Records of labeled points

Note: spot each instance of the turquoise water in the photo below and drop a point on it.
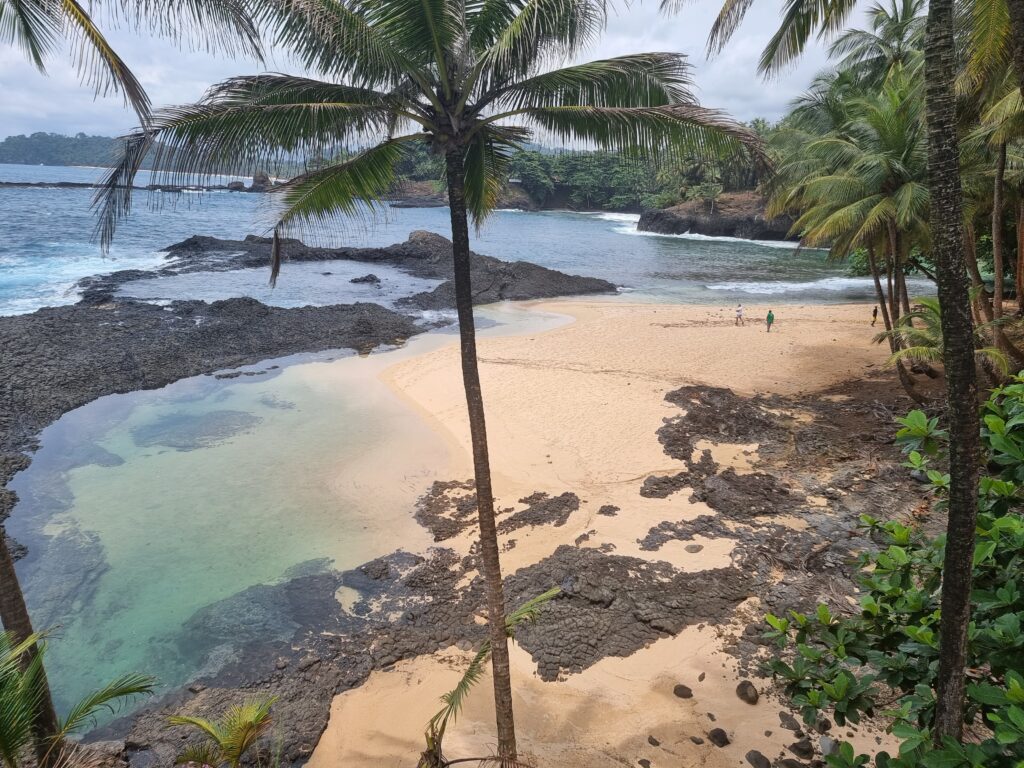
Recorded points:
(45, 246)
(142, 510)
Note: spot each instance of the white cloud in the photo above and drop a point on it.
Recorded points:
(58, 102)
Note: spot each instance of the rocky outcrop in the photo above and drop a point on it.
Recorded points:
(61, 357)
(423, 255)
(426, 195)
(731, 215)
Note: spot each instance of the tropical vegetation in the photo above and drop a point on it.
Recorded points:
(470, 82)
(24, 691)
(883, 660)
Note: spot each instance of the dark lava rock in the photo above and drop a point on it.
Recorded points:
(731, 215)
(541, 510)
(193, 431)
(748, 692)
(803, 749)
(718, 737)
(612, 605)
(371, 279)
(787, 721)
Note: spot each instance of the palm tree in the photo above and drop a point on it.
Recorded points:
(801, 19)
(23, 688)
(43, 29)
(14, 614)
(465, 79)
(920, 336)
(852, 174)
(229, 738)
(895, 39)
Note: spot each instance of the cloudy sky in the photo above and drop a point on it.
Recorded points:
(57, 102)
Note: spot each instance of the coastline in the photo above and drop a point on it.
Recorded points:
(538, 387)
(604, 394)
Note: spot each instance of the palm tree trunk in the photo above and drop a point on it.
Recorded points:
(997, 259)
(962, 385)
(904, 376)
(481, 463)
(14, 614)
(881, 295)
(1019, 268)
(971, 253)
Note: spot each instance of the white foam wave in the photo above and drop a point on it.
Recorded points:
(825, 284)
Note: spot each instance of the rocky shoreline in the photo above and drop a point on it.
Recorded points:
(301, 645)
(730, 215)
(58, 358)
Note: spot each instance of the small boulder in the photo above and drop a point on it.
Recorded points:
(803, 749)
(718, 737)
(748, 692)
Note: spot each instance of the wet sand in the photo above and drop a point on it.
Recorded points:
(577, 409)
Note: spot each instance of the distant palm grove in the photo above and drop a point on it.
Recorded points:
(904, 158)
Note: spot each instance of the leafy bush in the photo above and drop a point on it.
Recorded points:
(884, 662)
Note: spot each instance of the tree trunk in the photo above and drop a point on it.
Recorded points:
(1019, 269)
(997, 256)
(881, 295)
(904, 377)
(14, 614)
(481, 463)
(962, 385)
(970, 251)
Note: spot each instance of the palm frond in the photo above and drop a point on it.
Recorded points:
(313, 201)
(110, 697)
(639, 80)
(541, 32)
(32, 26)
(98, 65)
(338, 40)
(656, 132)
(486, 163)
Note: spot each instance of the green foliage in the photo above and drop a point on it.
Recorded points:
(23, 692)
(433, 756)
(852, 666)
(229, 738)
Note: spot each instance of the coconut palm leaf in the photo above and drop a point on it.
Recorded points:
(455, 698)
(34, 27)
(315, 201)
(41, 28)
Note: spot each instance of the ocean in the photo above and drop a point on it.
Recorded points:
(46, 246)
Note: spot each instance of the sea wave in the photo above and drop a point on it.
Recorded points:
(778, 287)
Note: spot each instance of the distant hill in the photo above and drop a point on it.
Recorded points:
(53, 148)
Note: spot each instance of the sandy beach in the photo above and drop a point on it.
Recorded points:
(577, 409)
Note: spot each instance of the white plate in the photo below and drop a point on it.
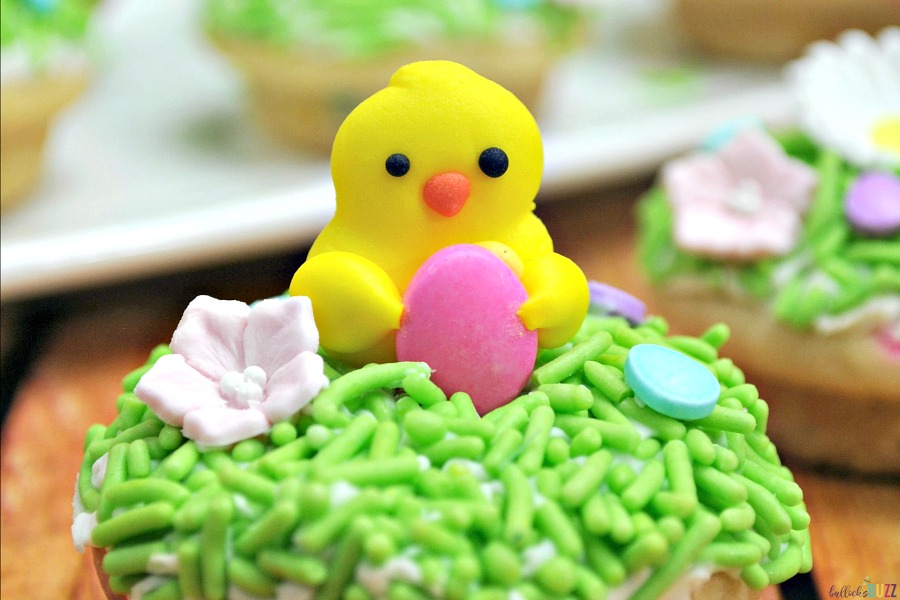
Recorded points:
(157, 168)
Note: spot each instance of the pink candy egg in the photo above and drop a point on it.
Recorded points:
(460, 317)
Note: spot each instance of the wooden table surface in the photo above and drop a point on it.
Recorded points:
(84, 343)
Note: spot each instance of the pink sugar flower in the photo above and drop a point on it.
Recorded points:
(742, 203)
(235, 370)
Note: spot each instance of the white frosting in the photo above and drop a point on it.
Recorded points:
(82, 526)
(98, 471)
(878, 311)
(377, 579)
(557, 432)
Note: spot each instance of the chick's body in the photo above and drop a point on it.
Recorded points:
(440, 157)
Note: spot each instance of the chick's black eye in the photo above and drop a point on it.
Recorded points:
(397, 165)
(493, 162)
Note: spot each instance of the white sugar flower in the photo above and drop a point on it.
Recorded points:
(235, 369)
(849, 96)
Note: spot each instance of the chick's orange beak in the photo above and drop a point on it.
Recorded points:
(446, 193)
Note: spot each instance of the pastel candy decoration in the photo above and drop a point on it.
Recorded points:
(873, 204)
(460, 318)
(614, 301)
(670, 382)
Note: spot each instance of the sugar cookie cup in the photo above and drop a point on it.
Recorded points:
(44, 68)
(776, 31)
(306, 70)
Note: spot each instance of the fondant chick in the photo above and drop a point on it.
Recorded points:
(442, 156)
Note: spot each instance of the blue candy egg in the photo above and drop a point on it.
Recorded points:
(670, 382)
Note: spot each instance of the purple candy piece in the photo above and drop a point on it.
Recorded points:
(873, 204)
(614, 301)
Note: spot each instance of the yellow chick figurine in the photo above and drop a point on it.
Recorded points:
(441, 156)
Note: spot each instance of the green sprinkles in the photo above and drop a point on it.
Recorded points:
(830, 271)
(383, 467)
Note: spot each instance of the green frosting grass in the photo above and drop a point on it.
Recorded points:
(39, 30)
(366, 28)
(834, 269)
(566, 492)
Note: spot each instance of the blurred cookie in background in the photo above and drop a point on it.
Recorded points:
(308, 63)
(776, 30)
(44, 68)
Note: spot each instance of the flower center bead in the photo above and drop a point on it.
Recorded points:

Given problem
Pictures are excluded; output everything else in the data verbatim.

Answer to this task
Note: spot each instance of the turquoise water in the photo below and drop a point on it.
Recorded points:
(45, 246)
(142, 510)
Note: spot each instance of the white cloud in the photo above and drop a point on it.
Recorded points:
(58, 102)
Note: spot each instance of the rocky outcrop in the photo above and drop a point on it.
Recorded points:
(61, 357)
(423, 255)
(426, 195)
(731, 215)
Note: spot each instance of the tropical vegetation in the photo above and drop a point on it.
Recorded points:
(470, 82)
(24, 691)
(883, 660)
Note: spot each instance of the dark lava rock in the photo above and drop a point on it.
Recorded points:
(731, 215)
(541, 510)
(193, 431)
(748, 692)
(803, 749)
(718, 737)
(612, 605)
(371, 279)
(787, 721)
Note: spot each instance of the palm tree in the photo above and drop a point on it.
Recorded points:
(801, 19)
(23, 688)
(43, 29)
(14, 614)
(465, 79)
(920, 336)
(852, 174)
(229, 738)
(895, 39)
Note: spot each instance of the cloudy sky in the photo above and drop a point on it.
Recorded points:
(57, 102)
Note: spot each instance of the coastline in the photo above and drop a point on it.
Recorded points:
(538, 387)
(604, 394)
Note: spot each instance of the palm tree trunk in the photo above and drop a point on it.
Recorded points:
(997, 259)
(962, 385)
(904, 376)
(481, 463)
(14, 614)
(881, 295)
(1019, 268)
(971, 253)
Note: spot each instance of the white foam wave in the photo above and drop a point on it.
Recorded points:
(825, 284)
Note: spot each instance of the rocky shoreline in the photo above and drop a point on it.
Recorded points:
(301, 645)
(730, 215)
(58, 358)
Note: spot each instance of the small boulder in the photo above and drop a point on it.
Recorded points:
(803, 749)
(718, 737)
(748, 692)
Note: spot each instance of the wet sand in the photo above and drop a point on it.
Recorded points:
(577, 409)
Note: spot each instance of the distant palm grove in the photo above and drop a point on it.
Recorded points:
(904, 158)
Note: spot each instance of the leafy bush in the photo above and drop a point on it.
Recorded points:
(884, 662)
Note: spot each instance of the tree trunk in the photo above and drop a point on it.
Recorded points:
(1019, 269)
(997, 256)
(881, 295)
(904, 377)
(14, 614)
(481, 463)
(962, 385)
(970, 251)
Note: spot each instance of the palm frond in the photo above and drop a point on it.
Recorded points:
(313, 201)
(110, 697)
(639, 80)
(541, 32)
(32, 26)
(98, 65)
(338, 40)
(656, 132)
(486, 163)
Note: spot each instance of the green foliage in the photo above and drop a point on it.
Recorded points:
(23, 692)
(433, 756)
(852, 666)
(229, 738)
Note: spot each instance of the coconut palm leaf in the photo above and drop a point on it.
Recorded points:
(455, 698)
(34, 27)
(315, 201)
(41, 28)
Note: spot each instance of the ocean in the photo above and drop a point on it.
Recorded points:
(46, 246)
Note: spot each instance of the sea wave in the photo above and drop a point on it.
Recorded points:
(778, 287)
Note: spot each instance of the distant hill in the photo above and drop a point on it.
Recorded points:
(53, 148)
Note: spot each instance of the sandy beach in the photo above and drop a point on it.
Recorded points:
(577, 409)
Note: spot each instance of the white plate in the photo below and drop a point on it.
Recorded points:
(157, 168)
Note: spot each instance of the pink candy egg in the photo above and drop a point on it.
Recorded points:
(460, 317)
Note: spot each instance of the wooden table surface in the photo above and drop a point on it.
Recorded points:
(84, 343)
Note: spot each instance of the pink sugar flower in the photo above and drop a point on it.
Recorded points:
(742, 203)
(235, 370)
Note: spot each instance of the white frosting in the photo above and drop a point on it.
Recorded points:
(82, 526)
(98, 471)
(878, 311)
(377, 579)
(557, 432)
Note: spot each instance of the chick's body in the photo above and drop a point on it.
Recorded points:
(440, 157)
Note: spot each instance of the chick's black eye in the photo above and drop a point on it.
Recorded points:
(397, 165)
(493, 162)
Note: spot each instance of the white sugar flower in the photo above and drop a point on it.
Recorded points:
(235, 369)
(849, 96)
Note: spot each instance of the chick's orange beak in the photo above and drop a point on it.
Recorded points:
(446, 193)
Note: spot each instance of the pastel candy decoration in the photo above and drop a point on it.
Recorded points:
(873, 204)
(460, 318)
(614, 301)
(670, 382)
Note: spot each instance of the sugar cookie cup in the photo above and drop a point on it.
Recorded points:
(44, 68)
(776, 31)
(306, 70)
Note: spot each instance of the fondant chick in the photo above and drop a point on it.
Recorded points:
(442, 156)
Note: spot each instance of the blue candy egg in the photo above and drop a point on it.
Recorded points:
(670, 382)
Note: spot each instance of the purple candy piece in the photo above and drop a point on it.
Recorded points:
(873, 204)
(614, 301)
Note: spot each instance of the yellow chick figurine in the photo above and drop a point on it.
Recorded points:
(441, 156)
Note: spot each instance of the green sprinkles in the photo above and drop a point on it.
Recorded points:
(830, 271)
(383, 467)
Note: spot each instance of the green frosting grass in the photo above and drop a point on it.
Recorded points:
(39, 30)
(366, 28)
(834, 269)
(566, 492)
Note: spot each instance of the blurred cookie in background in the photo above and drop a point on it.
Recorded points:
(308, 63)
(776, 30)
(44, 68)
Note: spot each instance of the flower center bead in the photo above and drop a point on it.
Recorded points:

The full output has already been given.